Post date: 01/05/2008 | Time to read article: 2 mins

The information within this article was correct at the time of publishing. Last updated 14/11/2018

Mr Y, a 35-year-old marine engineer, was undergoing surgery in the posterior compartment of the thigh to treat a congenital vascular lesion. Mr O, consultant vascular surgeon, was carrying out the procedure. The lesion was closely related to the sciatic nerve and some of its branches, and Mr O was hoping to avoid damaging the sciatic bundle, if possible.

The anaesthetic was given by Dr A, consultant anaesthetist. During the induction phase Mr Y had suffered repeated generalised muscular spasms, so Dr A had given a muscle relaxant, to prevent intraoperative movement of the surgical field.

During the course of surgery, Mr O used tactile stimulation to attempt to determine whether a nerve which was likely to be compromised by his surgical approach was the sciatic nerve, or a branch of the peroneal nerve. Reassured by a lack of contraction of relevant muscle groups, he continued to operate under the impression that the structure about which he was concerned was not the sciatic nerve.

Unfortunately, in the context of neuromuscular blockade there was no rationale for this approach. It transpired that Mr Y suffered severe foot drop as a result of extensive damage to the sciatic nerve. Mr Y sued Mr O as a result of his injuries.

Expert opinion

The case hinged on whether Mr O had taken sufficient care in establishing the relevant anatomy during surgery. Dr A had documented in the anaesthetic record that he had given the muscle relaxant, and was adamant that he had told Mr O this fact. Mr O was insistent that Dr A had not informed him about the administration of the drug and thus had left him open to the error that he made.

During an investigation of events surrounding the case it became clear that there was a history of animosity between the two clinicians. There were unresolved investigations into allegations of bullying and harassment between Mr O and Dr A. In the context of how Mr Y suffered his injury, and the clinicians’ apparent failure to communicate, it was impossible to defend the case, which was settled for a moderate sum with liability shared equally between the two doctors.

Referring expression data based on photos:
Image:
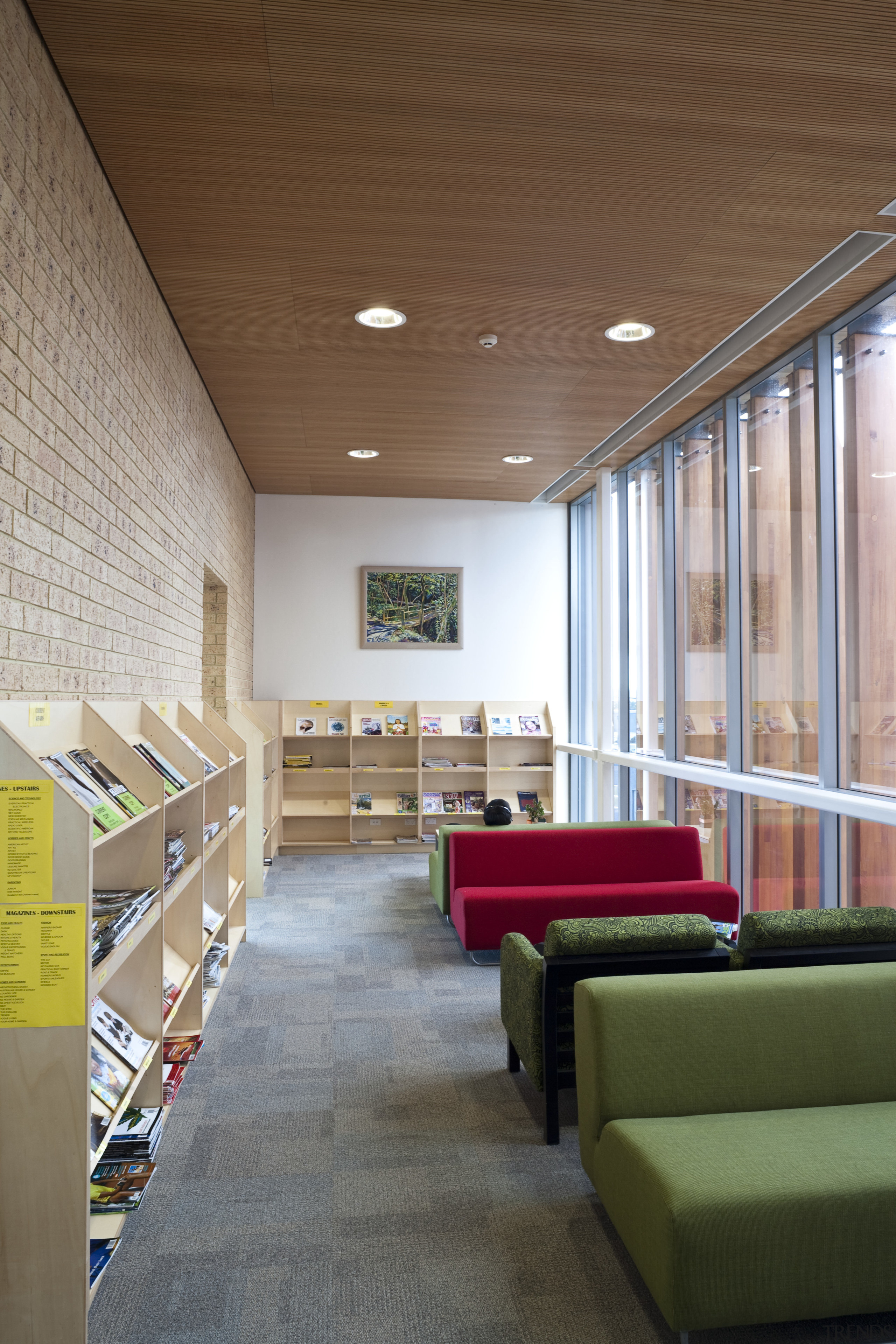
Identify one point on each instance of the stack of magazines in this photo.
(211, 966)
(115, 915)
(136, 1136)
(175, 855)
(173, 779)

**ACTIVITY LIST**
1) Answer these questions about the thigh surgery case:
(a) What was Mr Y's job?
(b) What did Mr Y suffer during the induction phase?
(c) How was liability split when the case was settled?
2) Write the next part of the thigh surgery case, starting after its last sentence.
These records were taken from a separate source.

**ANSWERS FOR EACH ITEM**
1)
(a) Marine engineer.
(b) Repeated generalized muscular spasms.
(c) It was shared equally between the two doctors.

2)
Learning points

  • It is a professional obligation of a doctor to, as the GMC puts it “respect the skills and contributions of … colleagues and communicate effectively with colleagues within and outside the team.”
  • Effective communication between healthcare professionals is essential for safe patient care. In the context of an operating theatre, where there are anaesthetic factors that may have an impact on the surgical outcome (and vice versa), it is vital that this information is imparted.
  • Unresolved personal or professional disagreements between healthcare professionals who share responsibility for patients is potentially prejudicial to patient care. It is the responsibility of all who work in the clinical team, and those who manage them, to make sure that patients are protected from any adverse outcome that results from doctors not working properly together. The wellbeing of patients must always significantly outweigh the personal problems of doctors.
  • The rights and wrongs of any argument come second to their conduct. Both individuals could find themselves the subject of investigation by the regulatory authorities.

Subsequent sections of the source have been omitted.